** EXCERPTED PASSAGE **
———

What is atrial tachycardia?

Atrial tachycardia arises from a small area (focus) of tissue, anywhere in the atria of the heart (see diagram). This focus starts to fire and drive the heart, more rapidly than the heart's natural pacemaker. Usually, the focus fires only intermittently (this is sometimes known as paroxysmal atrial tachycardia) but occasionally it can continue for days or even persist for months at a time. In some patients (especially the elderly or those with other significant heart disease) there is more than one abnormal focus

Why does atrial tachycardia occur?

Atrial tachycardia can occur for a number of reasons. Cardiac causes include birth defects, valve problems, and damaged or weakened heart muscle (e.g. from a prior heart attack or inflammation of the heart). Episodes can also be triggered by drug/alcohol intoxication or by metabolic disturbances such as an overactive thyroid or adrenal gland. However, in most patients no particular cause is found. If you have atrial tachycardia your doctor will want do do some simple tests (blood tests, ECG, heart scan) to rule out these causes, but you should be prepared for the possibility that no specific cause is found. In older people, short bursts of atrial tachycardia are so common that they can be considered normal.

———

** DATA UNDER STUDY **
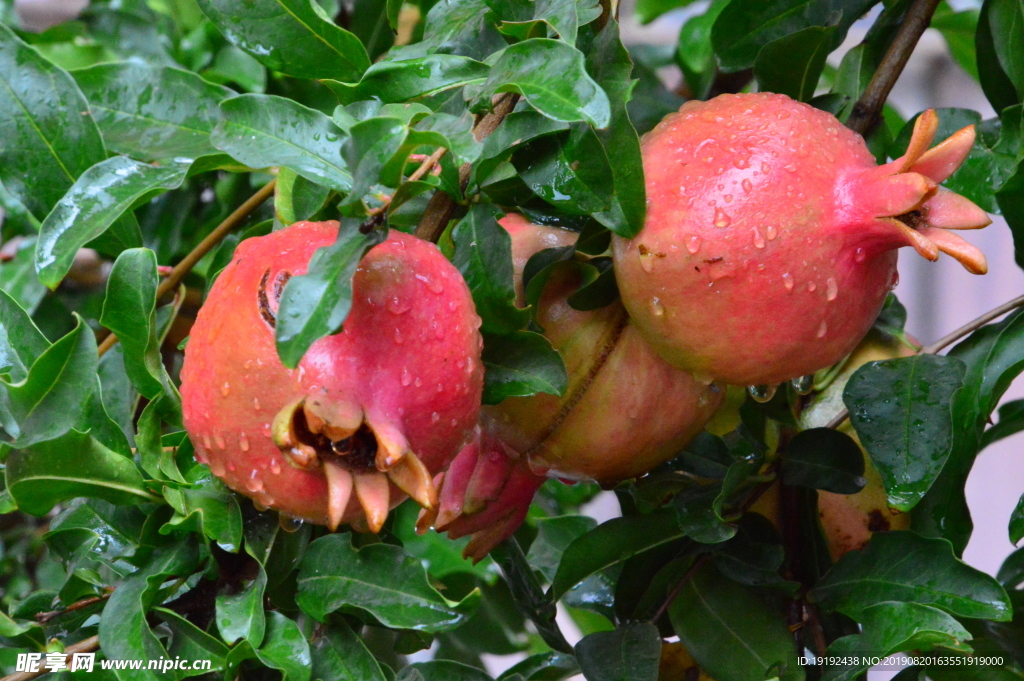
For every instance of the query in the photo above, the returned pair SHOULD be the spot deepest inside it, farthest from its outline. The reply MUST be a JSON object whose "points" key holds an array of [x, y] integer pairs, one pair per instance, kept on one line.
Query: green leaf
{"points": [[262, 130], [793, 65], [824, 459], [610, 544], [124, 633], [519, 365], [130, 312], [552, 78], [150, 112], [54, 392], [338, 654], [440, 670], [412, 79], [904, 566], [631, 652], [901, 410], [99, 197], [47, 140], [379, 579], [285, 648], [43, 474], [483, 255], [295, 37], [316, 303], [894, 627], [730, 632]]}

———

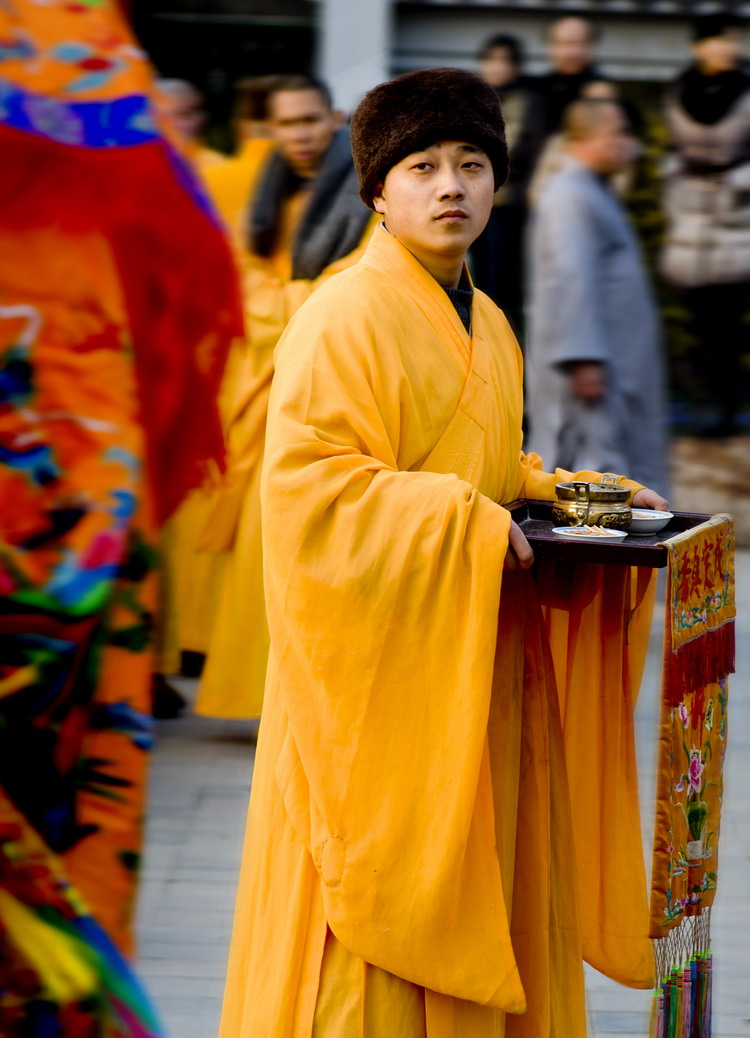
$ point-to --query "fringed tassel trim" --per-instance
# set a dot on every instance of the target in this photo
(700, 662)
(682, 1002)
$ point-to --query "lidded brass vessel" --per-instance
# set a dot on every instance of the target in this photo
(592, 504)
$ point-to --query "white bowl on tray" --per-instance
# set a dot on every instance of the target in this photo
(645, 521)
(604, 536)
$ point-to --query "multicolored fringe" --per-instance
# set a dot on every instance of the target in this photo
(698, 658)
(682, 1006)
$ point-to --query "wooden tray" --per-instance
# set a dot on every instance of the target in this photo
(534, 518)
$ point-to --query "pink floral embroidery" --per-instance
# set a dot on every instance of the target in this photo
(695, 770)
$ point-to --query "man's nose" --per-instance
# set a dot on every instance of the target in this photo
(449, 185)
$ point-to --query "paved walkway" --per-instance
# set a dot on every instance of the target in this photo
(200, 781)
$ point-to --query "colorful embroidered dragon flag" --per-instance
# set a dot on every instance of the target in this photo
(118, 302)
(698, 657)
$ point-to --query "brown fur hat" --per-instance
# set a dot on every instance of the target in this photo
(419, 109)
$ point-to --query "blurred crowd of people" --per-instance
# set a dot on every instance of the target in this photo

———

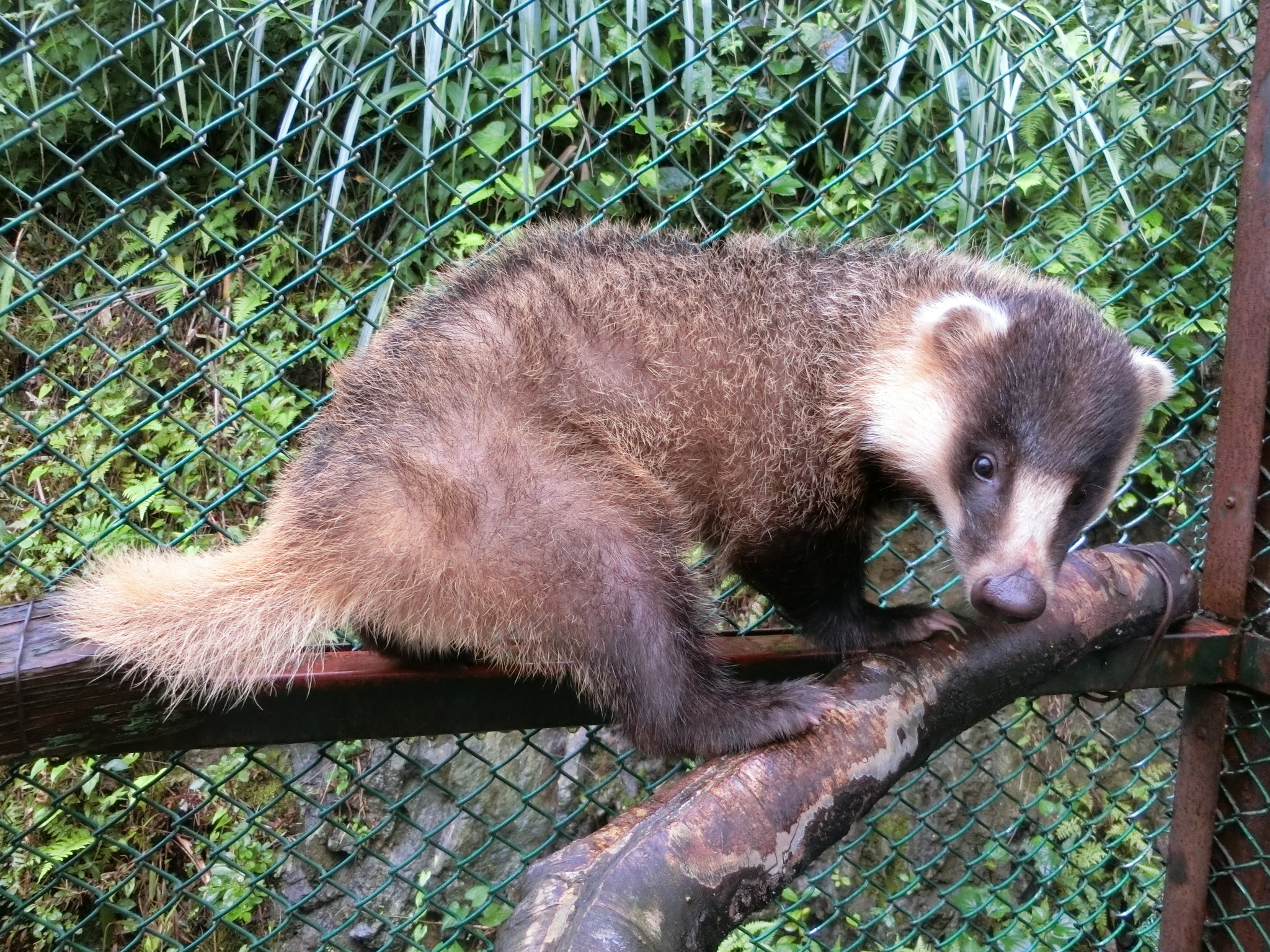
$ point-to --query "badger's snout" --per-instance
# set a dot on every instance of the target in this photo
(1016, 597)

———

** APPLY WHAT YOU READ **
1. State the name the atrial tachycardia text says is sometimes given to the condition when the focus fires only intermittently.
2. List the simple tests that, according to the atrial tachycardia text, a doctor will want to do to rule out possible causes.

** COMPLETED EXERCISE **
1. Paroxysmal atrial tachycardia.

2. Blood tests, ECG, heart scan